### Exercise
Return only the line that contains "Expected: one point per instance of the woman's dark" and each line after it, through the last line of the data below, copied exactly.
--
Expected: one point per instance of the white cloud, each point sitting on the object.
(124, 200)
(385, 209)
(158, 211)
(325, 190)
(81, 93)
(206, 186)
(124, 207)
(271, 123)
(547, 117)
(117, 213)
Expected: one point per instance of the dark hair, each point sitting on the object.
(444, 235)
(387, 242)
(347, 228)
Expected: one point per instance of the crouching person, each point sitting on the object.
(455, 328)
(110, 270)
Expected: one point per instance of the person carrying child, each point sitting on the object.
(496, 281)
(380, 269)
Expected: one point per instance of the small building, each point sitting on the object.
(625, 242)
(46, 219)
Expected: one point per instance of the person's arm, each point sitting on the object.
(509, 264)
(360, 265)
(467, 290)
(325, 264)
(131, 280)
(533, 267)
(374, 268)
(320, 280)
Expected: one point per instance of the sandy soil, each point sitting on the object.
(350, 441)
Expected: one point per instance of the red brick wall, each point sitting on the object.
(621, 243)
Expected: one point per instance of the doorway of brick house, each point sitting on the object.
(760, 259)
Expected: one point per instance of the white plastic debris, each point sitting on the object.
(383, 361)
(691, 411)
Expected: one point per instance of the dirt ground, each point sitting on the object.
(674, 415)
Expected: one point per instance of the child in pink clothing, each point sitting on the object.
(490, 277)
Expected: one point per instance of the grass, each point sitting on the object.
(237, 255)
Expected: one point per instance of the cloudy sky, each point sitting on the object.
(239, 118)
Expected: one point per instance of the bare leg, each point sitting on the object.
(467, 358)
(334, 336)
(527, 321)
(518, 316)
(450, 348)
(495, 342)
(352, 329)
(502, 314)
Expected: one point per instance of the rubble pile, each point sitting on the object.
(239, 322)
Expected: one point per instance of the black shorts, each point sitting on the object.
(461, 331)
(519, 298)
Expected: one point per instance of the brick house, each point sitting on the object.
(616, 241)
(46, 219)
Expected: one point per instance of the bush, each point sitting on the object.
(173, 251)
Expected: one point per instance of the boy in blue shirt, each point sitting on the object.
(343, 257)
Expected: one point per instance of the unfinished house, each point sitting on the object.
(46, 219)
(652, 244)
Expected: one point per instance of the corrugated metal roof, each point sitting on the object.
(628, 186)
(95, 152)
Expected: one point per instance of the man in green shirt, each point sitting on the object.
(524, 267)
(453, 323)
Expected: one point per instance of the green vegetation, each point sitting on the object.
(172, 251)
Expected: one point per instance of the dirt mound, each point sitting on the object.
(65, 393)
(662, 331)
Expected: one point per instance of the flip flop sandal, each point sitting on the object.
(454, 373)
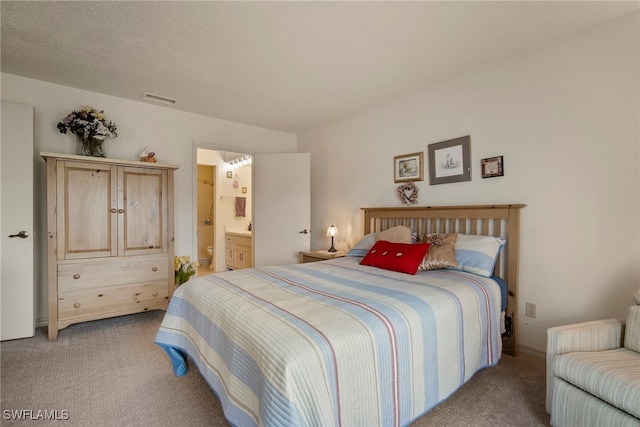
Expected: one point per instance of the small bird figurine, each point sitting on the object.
(147, 156)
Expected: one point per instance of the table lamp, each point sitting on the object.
(331, 231)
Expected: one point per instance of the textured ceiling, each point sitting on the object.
(280, 65)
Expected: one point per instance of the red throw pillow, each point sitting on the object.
(401, 257)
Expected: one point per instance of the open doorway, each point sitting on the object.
(223, 198)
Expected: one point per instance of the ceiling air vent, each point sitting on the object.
(157, 98)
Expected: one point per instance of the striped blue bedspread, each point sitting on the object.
(333, 343)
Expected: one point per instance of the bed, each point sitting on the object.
(339, 343)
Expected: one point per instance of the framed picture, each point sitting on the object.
(409, 167)
(450, 161)
(492, 167)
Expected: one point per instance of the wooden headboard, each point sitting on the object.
(492, 220)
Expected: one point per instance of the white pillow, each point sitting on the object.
(361, 248)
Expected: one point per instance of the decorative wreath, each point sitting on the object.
(408, 193)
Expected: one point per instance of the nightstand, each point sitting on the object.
(313, 256)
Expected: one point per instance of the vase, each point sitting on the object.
(91, 147)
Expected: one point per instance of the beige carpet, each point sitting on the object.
(110, 373)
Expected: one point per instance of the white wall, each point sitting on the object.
(565, 116)
(169, 133)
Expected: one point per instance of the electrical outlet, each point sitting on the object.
(530, 310)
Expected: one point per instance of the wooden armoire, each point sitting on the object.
(110, 238)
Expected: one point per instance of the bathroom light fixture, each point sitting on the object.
(332, 231)
(241, 161)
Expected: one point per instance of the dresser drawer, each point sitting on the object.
(242, 241)
(78, 276)
(113, 299)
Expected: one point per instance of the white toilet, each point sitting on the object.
(210, 251)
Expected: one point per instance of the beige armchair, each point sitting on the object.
(593, 372)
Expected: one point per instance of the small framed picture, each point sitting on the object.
(492, 167)
(409, 167)
(449, 161)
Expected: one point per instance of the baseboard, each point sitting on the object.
(532, 352)
(43, 321)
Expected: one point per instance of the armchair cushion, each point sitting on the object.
(597, 335)
(611, 375)
(632, 332)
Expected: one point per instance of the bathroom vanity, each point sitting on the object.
(238, 249)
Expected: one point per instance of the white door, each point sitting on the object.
(281, 207)
(16, 219)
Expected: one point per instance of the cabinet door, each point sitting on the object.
(246, 257)
(86, 202)
(228, 249)
(142, 211)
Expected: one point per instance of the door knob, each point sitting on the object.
(22, 234)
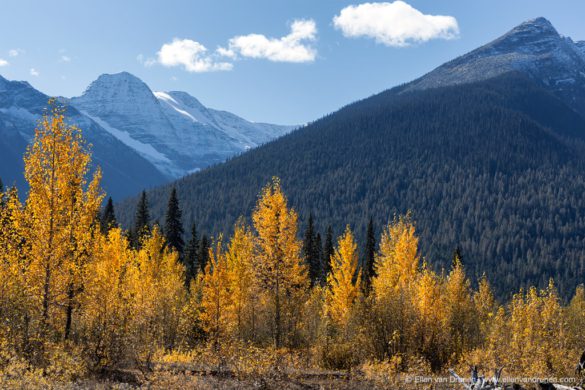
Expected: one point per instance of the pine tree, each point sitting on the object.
(328, 251)
(280, 270)
(108, 219)
(310, 253)
(370, 253)
(141, 219)
(173, 224)
(203, 253)
(191, 257)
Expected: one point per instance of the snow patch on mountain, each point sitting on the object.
(143, 149)
(172, 130)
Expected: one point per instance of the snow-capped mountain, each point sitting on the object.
(140, 139)
(534, 48)
(125, 172)
(172, 130)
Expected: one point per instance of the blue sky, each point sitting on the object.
(61, 46)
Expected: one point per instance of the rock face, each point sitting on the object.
(172, 130)
(21, 106)
(534, 48)
(140, 138)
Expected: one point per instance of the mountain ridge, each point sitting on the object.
(147, 149)
(494, 167)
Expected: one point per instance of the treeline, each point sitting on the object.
(77, 293)
(495, 168)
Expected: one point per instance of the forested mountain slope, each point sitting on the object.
(494, 168)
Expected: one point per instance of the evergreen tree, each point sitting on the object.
(370, 252)
(191, 256)
(142, 218)
(328, 251)
(108, 218)
(203, 253)
(309, 251)
(173, 224)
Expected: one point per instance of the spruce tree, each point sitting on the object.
(328, 251)
(141, 220)
(203, 253)
(173, 225)
(108, 219)
(191, 256)
(309, 251)
(370, 253)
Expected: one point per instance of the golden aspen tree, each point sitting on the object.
(279, 268)
(344, 280)
(551, 334)
(575, 317)
(61, 211)
(496, 350)
(109, 306)
(396, 264)
(217, 298)
(428, 327)
(460, 319)
(396, 267)
(14, 302)
(162, 293)
(485, 307)
(243, 286)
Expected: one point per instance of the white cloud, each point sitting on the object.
(189, 54)
(394, 24)
(290, 48)
(15, 52)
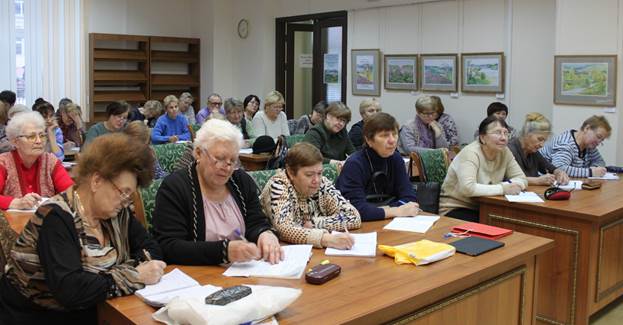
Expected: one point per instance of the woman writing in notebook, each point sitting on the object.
(525, 148)
(305, 206)
(210, 213)
(83, 245)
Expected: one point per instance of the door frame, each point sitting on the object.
(320, 20)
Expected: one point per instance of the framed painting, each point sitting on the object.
(401, 71)
(438, 72)
(366, 72)
(482, 72)
(585, 80)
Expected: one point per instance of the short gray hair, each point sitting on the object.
(17, 123)
(218, 130)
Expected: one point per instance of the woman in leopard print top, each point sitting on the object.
(305, 206)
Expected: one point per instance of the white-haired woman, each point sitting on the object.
(170, 127)
(525, 148)
(210, 213)
(28, 173)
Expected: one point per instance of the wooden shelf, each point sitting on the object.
(119, 76)
(174, 56)
(119, 55)
(111, 96)
(174, 80)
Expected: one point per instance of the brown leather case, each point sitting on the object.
(322, 273)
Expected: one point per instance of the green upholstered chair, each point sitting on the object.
(434, 165)
(294, 139)
(169, 153)
(146, 203)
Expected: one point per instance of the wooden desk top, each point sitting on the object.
(596, 205)
(371, 290)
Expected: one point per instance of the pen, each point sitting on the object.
(147, 255)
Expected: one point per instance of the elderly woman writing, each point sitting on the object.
(305, 206)
(525, 148)
(84, 245)
(209, 213)
(28, 172)
(484, 167)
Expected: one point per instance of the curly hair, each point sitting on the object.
(129, 155)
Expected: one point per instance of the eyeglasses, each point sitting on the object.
(33, 137)
(126, 198)
(500, 134)
(223, 163)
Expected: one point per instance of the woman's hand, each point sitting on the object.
(28, 201)
(151, 272)
(511, 188)
(337, 240)
(242, 251)
(270, 248)
(561, 177)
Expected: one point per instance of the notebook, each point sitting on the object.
(482, 231)
(475, 246)
(292, 267)
(365, 245)
(174, 284)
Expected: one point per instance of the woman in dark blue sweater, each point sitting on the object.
(374, 178)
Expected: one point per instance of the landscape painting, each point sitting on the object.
(585, 80)
(482, 72)
(438, 72)
(401, 72)
(365, 70)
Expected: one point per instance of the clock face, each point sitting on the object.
(243, 28)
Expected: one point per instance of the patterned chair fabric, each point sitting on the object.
(7, 239)
(434, 165)
(148, 198)
(294, 139)
(169, 153)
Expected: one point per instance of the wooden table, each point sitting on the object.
(494, 288)
(252, 161)
(584, 272)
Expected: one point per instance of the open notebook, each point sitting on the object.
(174, 284)
(292, 267)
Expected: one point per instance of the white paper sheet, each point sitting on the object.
(529, 197)
(419, 224)
(608, 176)
(365, 245)
(292, 267)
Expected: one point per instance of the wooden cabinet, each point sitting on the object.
(138, 68)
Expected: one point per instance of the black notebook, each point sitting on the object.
(475, 246)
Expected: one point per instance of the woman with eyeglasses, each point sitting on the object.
(374, 179)
(84, 245)
(305, 206)
(485, 167)
(525, 148)
(172, 126)
(28, 173)
(116, 118)
(210, 213)
(423, 132)
(575, 152)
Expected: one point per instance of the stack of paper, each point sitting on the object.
(292, 267)
(419, 223)
(174, 284)
(525, 197)
(365, 245)
(608, 176)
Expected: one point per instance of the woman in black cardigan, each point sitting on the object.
(210, 213)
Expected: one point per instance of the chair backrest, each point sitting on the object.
(169, 153)
(7, 239)
(434, 165)
(146, 203)
(294, 139)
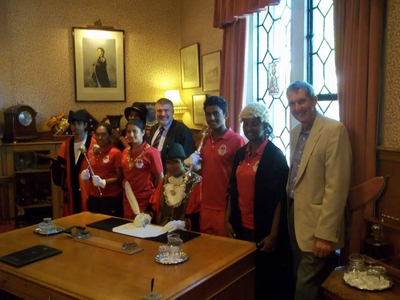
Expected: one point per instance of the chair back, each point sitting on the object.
(360, 204)
(364, 193)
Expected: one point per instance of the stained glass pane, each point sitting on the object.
(274, 53)
(322, 54)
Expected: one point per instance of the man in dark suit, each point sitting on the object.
(168, 131)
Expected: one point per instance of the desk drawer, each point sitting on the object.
(27, 289)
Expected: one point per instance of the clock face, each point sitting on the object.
(25, 118)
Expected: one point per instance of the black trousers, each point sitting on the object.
(310, 272)
(273, 276)
(106, 205)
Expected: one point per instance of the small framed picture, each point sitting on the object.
(199, 117)
(273, 78)
(151, 113)
(211, 66)
(99, 65)
(190, 71)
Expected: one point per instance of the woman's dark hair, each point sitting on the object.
(268, 131)
(102, 50)
(218, 101)
(105, 125)
(138, 123)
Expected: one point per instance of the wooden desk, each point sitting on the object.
(218, 268)
(334, 288)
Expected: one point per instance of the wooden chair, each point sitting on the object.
(359, 197)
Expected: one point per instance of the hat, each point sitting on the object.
(175, 151)
(79, 115)
(140, 108)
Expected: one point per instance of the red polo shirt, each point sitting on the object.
(216, 167)
(104, 164)
(141, 174)
(246, 178)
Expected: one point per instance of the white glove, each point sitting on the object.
(141, 220)
(174, 225)
(97, 181)
(85, 175)
(192, 160)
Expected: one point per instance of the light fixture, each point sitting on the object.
(179, 106)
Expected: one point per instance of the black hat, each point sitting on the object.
--
### Exercise result
Expected: one point per instance of the woman's dark hair, each point sitting on the object.
(268, 131)
(102, 50)
(218, 101)
(105, 125)
(138, 123)
Expected: one point per instance of the wooden desk, each point sitting on the object.
(218, 268)
(334, 288)
Expected: one point per instance of the wooden chair, each point sitting on the object.
(359, 197)
Expected: one point per instance of the hat, each point sitting on the object.
(175, 151)
(79, 115)
(140, 108)
Expected: one point per instance of the red polo shirt, each point sitting on the object.
(216, 167)
(104, 164)
(141, 174)
(246, 178)
Expected: one point per instance of the white glove, each point sitting on the object.
(141, 220)
(174, 225)
(97, 181)
(85, 175)
(192, 160)
Expected: one point per instance of the light fixture, each point sitting on the object.
(179, 106)
Expected: one point per instance of the black hat, each point sitting on the object.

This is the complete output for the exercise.